SOURCE EXCERPT -
** START **

# Workaholic And defensive husband



## Nmrh2013 (Oct 18, 2020)

Looking for some advice. My husband works away from home as a fisherman, in the last two years he decided to start his own company as a fisherman, said it would give him more freedom. We cant ever get on the same page, as being away for 2 weeks at a night, and still he cannot find time for his children or me. He makes more money then me but I some how still manage to pay for everything as he leaves his money in his company and doesnt pay himself. He relies on me to pay for things the kids need, mortgage, groceries and the things he buys as we share a joint bank account. Ive discussed how I feel about asking for a bit more time with him, him helping me a bit more raise our kids.'i dont have family that helps, and could use a break every once in a while to re charge as we have 3 small children. But this seems to send his reeling. He calls me names, says his job is important, says everybody works, and that i just always wqnt to start problems. If telling him how alone i feel as a parent and a wife doesnt bother him to change is there any point to keep trying?


----------



## Prodigal (Feb 5, 2011)

As we say in Al-Anon, "Nothing changes if nothing changes." Almost a year later, and you are posting the same thing. You are not a priority to your husband. And it sounds like the children are pretty far down the list too.

It is obvious that you can pay your own way, since that's what you are doing right now. 

Stay and accept this is your life with him or leave. Your life. Your choice.


----------

** END **

DATA PROVIDED -

** START **

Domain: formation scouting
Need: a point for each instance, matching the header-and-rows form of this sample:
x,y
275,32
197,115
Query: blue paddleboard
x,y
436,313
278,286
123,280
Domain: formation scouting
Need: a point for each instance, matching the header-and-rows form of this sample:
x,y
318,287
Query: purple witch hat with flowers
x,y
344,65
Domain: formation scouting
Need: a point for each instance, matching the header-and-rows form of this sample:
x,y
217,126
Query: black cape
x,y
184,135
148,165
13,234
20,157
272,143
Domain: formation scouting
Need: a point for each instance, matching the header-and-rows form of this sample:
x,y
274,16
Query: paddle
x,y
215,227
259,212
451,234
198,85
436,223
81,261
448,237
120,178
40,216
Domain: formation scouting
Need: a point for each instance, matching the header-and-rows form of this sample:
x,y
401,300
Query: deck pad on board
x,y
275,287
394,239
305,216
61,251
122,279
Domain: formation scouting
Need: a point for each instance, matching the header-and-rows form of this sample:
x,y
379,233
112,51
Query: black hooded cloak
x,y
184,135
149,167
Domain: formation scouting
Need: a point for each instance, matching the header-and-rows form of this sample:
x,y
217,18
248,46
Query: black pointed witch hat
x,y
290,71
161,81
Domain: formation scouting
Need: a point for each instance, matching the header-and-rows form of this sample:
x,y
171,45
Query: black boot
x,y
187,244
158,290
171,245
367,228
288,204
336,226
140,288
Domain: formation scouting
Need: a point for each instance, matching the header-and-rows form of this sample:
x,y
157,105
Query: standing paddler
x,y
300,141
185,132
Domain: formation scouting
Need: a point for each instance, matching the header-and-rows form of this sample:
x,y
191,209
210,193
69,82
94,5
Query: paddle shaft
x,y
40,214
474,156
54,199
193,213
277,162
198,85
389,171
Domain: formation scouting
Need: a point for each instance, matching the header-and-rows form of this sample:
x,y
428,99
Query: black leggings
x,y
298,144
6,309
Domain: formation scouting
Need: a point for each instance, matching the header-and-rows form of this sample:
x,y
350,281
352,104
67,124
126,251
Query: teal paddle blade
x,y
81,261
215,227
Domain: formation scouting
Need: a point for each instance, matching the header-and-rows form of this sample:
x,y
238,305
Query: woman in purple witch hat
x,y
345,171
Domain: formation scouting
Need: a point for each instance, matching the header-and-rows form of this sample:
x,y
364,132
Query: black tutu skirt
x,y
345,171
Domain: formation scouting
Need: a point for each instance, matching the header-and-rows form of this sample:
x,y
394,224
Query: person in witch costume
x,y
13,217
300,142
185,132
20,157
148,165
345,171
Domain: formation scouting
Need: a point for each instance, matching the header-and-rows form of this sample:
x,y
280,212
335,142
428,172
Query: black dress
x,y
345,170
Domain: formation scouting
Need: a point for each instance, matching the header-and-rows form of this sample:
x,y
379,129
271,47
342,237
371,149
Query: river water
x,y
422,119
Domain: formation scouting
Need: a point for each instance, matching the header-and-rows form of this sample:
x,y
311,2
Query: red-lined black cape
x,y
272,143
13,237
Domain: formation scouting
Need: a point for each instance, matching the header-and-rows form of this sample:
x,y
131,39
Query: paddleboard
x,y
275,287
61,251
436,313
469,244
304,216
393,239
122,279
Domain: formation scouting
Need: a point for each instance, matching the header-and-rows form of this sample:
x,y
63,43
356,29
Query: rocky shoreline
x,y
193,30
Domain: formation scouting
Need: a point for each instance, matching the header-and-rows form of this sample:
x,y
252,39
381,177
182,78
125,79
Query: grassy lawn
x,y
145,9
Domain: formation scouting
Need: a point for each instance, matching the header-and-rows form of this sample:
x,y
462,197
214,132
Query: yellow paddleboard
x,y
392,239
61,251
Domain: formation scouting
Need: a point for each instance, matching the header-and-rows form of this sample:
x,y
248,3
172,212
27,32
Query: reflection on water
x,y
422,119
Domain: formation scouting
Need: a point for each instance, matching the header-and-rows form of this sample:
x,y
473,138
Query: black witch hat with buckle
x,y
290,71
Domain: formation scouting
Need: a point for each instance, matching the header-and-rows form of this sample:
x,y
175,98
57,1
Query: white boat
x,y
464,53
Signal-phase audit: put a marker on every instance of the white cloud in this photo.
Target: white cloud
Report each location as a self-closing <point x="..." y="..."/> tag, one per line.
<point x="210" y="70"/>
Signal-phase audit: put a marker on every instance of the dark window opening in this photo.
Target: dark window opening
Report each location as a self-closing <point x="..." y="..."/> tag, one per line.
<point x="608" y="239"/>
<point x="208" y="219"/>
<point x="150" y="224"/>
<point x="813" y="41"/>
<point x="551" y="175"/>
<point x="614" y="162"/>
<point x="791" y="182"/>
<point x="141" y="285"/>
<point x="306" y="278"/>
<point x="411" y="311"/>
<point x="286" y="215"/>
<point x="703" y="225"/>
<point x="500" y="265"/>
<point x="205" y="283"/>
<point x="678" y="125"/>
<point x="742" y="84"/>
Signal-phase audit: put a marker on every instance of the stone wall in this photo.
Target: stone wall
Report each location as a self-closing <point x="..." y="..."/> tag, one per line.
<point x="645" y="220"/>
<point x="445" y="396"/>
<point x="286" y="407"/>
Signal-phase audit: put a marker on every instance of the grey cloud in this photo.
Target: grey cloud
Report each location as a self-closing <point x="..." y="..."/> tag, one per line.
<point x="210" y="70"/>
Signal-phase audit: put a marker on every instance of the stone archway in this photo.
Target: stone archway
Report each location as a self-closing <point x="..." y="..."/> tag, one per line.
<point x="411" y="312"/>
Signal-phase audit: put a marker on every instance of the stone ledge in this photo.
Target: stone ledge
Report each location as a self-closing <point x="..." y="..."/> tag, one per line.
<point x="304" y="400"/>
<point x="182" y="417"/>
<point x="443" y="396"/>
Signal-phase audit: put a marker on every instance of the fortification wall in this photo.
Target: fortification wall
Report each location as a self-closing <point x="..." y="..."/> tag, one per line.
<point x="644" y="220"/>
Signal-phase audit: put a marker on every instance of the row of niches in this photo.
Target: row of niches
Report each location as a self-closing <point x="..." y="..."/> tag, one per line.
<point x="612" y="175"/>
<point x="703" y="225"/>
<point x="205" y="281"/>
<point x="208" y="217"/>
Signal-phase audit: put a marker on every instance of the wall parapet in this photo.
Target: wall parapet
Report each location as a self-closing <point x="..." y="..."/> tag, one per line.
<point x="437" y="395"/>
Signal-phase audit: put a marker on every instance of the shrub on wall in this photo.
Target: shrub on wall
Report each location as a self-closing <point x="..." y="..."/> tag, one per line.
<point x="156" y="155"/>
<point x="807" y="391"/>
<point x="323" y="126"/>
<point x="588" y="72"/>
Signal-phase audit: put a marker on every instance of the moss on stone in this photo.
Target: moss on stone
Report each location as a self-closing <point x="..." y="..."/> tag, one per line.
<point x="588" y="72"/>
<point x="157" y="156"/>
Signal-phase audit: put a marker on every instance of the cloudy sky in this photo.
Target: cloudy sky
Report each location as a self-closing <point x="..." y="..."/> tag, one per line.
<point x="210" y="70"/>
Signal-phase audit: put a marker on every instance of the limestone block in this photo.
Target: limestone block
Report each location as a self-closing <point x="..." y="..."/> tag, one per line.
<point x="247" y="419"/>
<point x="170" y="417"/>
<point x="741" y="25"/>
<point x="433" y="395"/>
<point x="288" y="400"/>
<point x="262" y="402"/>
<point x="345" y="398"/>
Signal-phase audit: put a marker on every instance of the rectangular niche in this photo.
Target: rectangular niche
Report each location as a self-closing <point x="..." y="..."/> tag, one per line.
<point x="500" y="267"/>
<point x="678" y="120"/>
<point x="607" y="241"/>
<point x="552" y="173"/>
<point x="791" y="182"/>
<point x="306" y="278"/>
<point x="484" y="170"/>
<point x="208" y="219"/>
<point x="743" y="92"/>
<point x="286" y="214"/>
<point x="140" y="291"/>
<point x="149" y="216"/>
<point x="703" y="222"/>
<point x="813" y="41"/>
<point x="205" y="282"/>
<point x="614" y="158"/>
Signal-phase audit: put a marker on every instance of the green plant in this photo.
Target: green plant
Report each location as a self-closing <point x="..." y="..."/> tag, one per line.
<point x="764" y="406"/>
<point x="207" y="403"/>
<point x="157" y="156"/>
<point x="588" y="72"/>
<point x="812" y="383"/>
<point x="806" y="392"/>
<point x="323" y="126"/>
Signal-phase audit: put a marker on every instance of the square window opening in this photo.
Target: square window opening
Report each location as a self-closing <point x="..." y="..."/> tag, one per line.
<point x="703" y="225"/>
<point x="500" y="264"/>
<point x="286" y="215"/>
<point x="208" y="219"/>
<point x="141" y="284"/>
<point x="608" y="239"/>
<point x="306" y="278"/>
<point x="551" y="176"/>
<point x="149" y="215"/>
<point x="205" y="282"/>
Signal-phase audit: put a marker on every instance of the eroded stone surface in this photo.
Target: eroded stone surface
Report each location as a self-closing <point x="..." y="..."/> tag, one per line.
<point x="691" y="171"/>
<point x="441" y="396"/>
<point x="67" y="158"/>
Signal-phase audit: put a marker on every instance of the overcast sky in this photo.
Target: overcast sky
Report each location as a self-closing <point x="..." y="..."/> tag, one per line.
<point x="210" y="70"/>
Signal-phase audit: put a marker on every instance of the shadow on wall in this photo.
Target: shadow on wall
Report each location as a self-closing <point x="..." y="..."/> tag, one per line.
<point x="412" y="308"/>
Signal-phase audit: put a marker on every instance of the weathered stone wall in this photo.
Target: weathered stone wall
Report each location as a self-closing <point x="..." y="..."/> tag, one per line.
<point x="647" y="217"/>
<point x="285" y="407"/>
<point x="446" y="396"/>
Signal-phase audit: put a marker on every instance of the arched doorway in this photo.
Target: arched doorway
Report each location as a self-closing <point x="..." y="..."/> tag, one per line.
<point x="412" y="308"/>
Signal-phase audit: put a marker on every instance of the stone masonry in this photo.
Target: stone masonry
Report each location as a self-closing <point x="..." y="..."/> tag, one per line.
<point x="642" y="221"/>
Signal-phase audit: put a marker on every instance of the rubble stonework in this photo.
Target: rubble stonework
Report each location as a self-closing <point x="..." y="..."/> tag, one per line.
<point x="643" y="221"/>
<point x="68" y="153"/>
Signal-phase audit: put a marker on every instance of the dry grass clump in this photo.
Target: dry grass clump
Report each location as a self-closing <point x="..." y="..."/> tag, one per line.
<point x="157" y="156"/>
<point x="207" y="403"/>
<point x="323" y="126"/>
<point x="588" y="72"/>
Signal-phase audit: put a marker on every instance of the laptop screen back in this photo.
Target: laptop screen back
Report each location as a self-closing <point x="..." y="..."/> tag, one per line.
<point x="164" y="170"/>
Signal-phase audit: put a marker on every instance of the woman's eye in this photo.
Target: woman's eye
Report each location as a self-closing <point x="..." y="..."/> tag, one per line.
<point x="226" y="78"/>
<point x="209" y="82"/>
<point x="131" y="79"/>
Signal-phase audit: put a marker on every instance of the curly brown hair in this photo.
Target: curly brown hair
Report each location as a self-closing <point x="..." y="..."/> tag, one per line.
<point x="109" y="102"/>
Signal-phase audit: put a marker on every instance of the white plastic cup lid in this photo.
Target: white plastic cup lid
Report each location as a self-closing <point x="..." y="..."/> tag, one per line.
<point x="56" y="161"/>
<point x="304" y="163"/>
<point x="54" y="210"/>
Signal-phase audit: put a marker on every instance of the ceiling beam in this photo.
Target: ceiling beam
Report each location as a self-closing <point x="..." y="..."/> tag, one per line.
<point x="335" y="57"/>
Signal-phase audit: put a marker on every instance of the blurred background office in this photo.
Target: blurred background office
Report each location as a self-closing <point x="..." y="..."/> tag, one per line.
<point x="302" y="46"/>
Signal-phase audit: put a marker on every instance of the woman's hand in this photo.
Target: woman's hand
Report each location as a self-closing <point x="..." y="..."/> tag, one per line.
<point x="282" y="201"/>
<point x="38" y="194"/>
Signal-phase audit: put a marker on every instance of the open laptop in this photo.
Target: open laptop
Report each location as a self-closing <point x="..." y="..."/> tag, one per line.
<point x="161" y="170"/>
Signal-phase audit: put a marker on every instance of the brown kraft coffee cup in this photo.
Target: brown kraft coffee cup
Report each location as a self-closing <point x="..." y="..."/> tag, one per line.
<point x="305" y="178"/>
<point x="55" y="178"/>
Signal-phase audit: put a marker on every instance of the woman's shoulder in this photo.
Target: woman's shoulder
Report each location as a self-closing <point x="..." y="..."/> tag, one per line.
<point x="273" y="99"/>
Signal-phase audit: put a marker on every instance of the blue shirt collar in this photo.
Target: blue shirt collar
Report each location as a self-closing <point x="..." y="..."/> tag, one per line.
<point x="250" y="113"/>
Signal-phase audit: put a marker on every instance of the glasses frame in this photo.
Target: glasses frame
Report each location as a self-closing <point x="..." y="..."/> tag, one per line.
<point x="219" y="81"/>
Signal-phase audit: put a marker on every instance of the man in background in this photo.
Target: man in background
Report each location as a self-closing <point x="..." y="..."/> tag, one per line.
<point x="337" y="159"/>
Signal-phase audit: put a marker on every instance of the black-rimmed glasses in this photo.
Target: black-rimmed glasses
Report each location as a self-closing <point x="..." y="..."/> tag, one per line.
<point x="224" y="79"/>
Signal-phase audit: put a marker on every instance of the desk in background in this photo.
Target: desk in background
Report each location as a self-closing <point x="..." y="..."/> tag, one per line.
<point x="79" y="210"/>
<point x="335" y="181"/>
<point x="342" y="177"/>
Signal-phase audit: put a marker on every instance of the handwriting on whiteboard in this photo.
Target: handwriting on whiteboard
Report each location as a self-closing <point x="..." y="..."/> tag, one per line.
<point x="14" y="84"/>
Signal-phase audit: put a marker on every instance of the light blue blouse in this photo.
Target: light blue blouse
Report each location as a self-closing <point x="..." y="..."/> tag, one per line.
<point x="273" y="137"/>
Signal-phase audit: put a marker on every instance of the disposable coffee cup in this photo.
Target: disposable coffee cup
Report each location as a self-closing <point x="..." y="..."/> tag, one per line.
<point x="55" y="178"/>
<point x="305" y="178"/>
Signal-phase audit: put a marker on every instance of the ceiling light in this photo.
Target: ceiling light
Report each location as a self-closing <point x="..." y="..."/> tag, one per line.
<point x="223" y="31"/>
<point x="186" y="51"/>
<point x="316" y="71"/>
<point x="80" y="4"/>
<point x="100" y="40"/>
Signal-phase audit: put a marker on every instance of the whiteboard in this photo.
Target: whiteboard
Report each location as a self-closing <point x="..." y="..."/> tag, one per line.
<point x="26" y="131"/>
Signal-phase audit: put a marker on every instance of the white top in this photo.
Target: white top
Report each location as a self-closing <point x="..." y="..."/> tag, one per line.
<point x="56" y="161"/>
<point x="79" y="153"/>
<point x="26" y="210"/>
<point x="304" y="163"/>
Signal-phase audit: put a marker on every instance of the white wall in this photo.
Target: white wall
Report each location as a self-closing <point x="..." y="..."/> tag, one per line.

** END **

PROBLEM TO WORK ON -
Summarize the thread above about the workaholic husband in three sentences.

WRITTEN ANSWER -
A woman says her husband, a fisherman who works away from home and recently started his own company, leaves his earnings in the business, so she pays for the mortgage, groceries and their three small children's needs. When she asks him for more time and help with the kids, he calls her names, says his job is important, and accuses her of always wanting to start problems, and she asks whether there is any point in continuing to try. A reply quotes the Al-Anon saying "Nothing changes if nothing changes," tells her she is not a priority to her husband and can clearly pay her own way, and says her choice is to stay and accept this life or leave.